Goal => Rewrite the data below, putting "receives a single point" in place of every "gets one point" and keeping everything else the same.

Material provided =>
— start —

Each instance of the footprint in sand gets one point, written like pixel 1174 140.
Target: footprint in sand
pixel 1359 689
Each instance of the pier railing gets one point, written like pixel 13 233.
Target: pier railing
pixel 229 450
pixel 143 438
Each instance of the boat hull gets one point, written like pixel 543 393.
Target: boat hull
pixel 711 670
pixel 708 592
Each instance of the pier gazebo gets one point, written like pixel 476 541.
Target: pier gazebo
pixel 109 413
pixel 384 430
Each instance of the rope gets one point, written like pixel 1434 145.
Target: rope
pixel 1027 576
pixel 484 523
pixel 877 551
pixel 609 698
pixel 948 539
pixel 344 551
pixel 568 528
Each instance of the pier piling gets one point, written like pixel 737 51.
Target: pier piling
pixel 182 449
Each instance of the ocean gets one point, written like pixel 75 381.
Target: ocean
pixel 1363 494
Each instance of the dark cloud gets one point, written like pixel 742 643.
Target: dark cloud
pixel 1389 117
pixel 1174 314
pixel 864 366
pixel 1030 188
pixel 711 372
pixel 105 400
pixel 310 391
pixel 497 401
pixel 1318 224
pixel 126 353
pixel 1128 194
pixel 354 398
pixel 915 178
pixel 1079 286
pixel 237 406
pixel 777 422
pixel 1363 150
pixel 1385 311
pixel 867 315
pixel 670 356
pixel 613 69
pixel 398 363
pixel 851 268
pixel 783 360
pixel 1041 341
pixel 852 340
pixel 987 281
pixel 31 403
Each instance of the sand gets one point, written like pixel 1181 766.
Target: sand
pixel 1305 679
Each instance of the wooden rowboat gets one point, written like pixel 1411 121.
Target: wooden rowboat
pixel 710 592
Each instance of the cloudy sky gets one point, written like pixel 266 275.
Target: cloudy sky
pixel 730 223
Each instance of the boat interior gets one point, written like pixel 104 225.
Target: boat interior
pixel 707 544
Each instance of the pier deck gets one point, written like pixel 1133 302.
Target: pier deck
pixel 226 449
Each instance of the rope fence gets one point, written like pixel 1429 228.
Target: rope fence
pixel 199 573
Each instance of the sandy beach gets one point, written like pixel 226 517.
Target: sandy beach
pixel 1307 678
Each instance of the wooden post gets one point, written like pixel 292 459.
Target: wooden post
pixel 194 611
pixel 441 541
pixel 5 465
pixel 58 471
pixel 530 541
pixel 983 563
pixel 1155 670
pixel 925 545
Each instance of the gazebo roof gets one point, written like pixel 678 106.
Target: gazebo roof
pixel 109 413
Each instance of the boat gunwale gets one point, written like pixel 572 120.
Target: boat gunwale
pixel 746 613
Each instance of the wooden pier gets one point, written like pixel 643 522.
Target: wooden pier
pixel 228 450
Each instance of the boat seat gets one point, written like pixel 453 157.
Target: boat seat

— end —

Response to this task =>
Each instance of the footprint in sand receives a single point, written like pixel 1174 140.
Target: footprint in sand
pixel 1359 689
Each instance of the pier railing receives a single point, written like pixel 13 233.
Target: pier railing
pixel 229 450
pixel 143 438
Each instance of the boat hull receives a single point, written like pixel 543 393.
Target: boat hull
pixel 711 670
pixel 708 592
Each instance of the pier gazebo receives a single point, written like pixel 476 541.
Target: pier gazebo
pixel 109 413
pixel 384 430
Each instance of the rope receives a single point, written like pixel 1434 145.
Target: rope
pixel 1027 576
pixel 484 523
pixel 877 551
pixel 609 698
pixel 948 539
pixel 344 551
pixel 568 528
Each instance of the pier piling receives a single point, written like pixel 737 51.
Target: pier piling
pixel 182 449
Each instance of the ocean receives a single point, written like pixel 75 381.
Target: ocean
pixel 1363 494
Each instance of the dark cloud receives a single point, written like pixel 742 643.
Target: dark cloud
pixel 1389 117
pixel 1174 314
pixel 864 366
pixel 1030 188
pixel 711 372
pixel 105 400
pixel 310 391
pixel 497 401
pixel 1318 224
pixel 126 353
pixel 1128 194
pixel 354 398
pixel 915 178
pixel 1079 286
pixel 237 406
pixel 777 422
pixel 1363 150
pixel 1385 311
pixel 867 315
pixel 670 356
pixel 613 69
pixel 398 363
pixel 851 268
pixel 783 360
pixel 1041 341
pixel 852 340
pixel 987 281
pixel 31 403
Each instance of the sand receives a single point, written like pixel 1181 766.
Target: sand
pixel 1305 679
Each instance of the wooden rowboat receives a single point, written like pixel 1411 121.
Target: wooden rowboat
pixel 710 592
Each instance of the cloudy sky receives a single point, written like pixel 266 275.
Target: cloudy sky
pixel 730 223
Each instance of the boat interior receives a single point, written like pixel 104 225.
Target: boat interior
pixel 707 544
Each instance of the pier deck receives a single point, written like pixel 1133 302.
Target: pier deck
pixel 226 449
Each instance of the rope fence receives a single point, written like pixel 1429 228.
Target: rope fence
pixel 199 573
Each instance of the sandy beach receives a single point, written like pixel 226 517.
Target: sandy beach
pixel 1307 678
Each instance of the wooden post receives a single point, written like pixel 292 459.
Target: wooden post
pixel 194 611
pixel 441 541
pixel 5 465
pixel 58 471
pixel 530 541
pixel 983 563
pixel 1155 670
pixel 925 545
Each instance of the gazebo roof receives a single point, written like pixel 678 106.
Target: gazebo roof
pixel 109 413
Each instance of the boat gunwale receives a single point, written like pixel 572 120.
Target: boat gunwale
pixel 746 613
Each instance of the wooden pier receives a single point, written like pixel 643 522.
Target: wooden pier
pixel 228 450
Each instance of the boat seat receives a single point, written like pixel 453 157.
Target: boat seat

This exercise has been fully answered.